++++ MATERIAL PROVIDED

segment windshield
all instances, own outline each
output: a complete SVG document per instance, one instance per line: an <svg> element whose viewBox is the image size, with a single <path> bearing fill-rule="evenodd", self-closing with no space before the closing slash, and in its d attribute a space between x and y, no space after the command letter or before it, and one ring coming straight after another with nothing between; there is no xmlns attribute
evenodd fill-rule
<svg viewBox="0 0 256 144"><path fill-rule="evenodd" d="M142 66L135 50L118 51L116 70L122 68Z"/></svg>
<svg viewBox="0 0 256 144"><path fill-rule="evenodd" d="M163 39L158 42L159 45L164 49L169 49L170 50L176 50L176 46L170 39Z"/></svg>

++++++++

◆ **GIVEN TASK**
Copy every line of the items above without changing anything.

◆ **COMPLETE RESPONSE**
segment windshield
all instances, own outline each
output: a complete SVG document per instance, one instance per line: an <svg> element whose viewBox is the image size, with a single <path> bearing fill-rule="evenodd", self-closing with no space before the closing slash, and in its d attribute a space between x and y, no space after the command letter or before it, and one ring coming straight after another with nothing between; there is no xmlns attribute
evenodd fill-rule
<svg viewBox="0 0 256 144"><path fill-rule="evenodd" d="M142 66L135 50L118 51L116 70L122 68Z"/></svg>
<svg viewBox="0 0 256 144"><path fill-rule="evenodd" d="M163 39L158 42L159 45L164 49L169 49L170 50L176 50L176 46L170 39Z"/></svg>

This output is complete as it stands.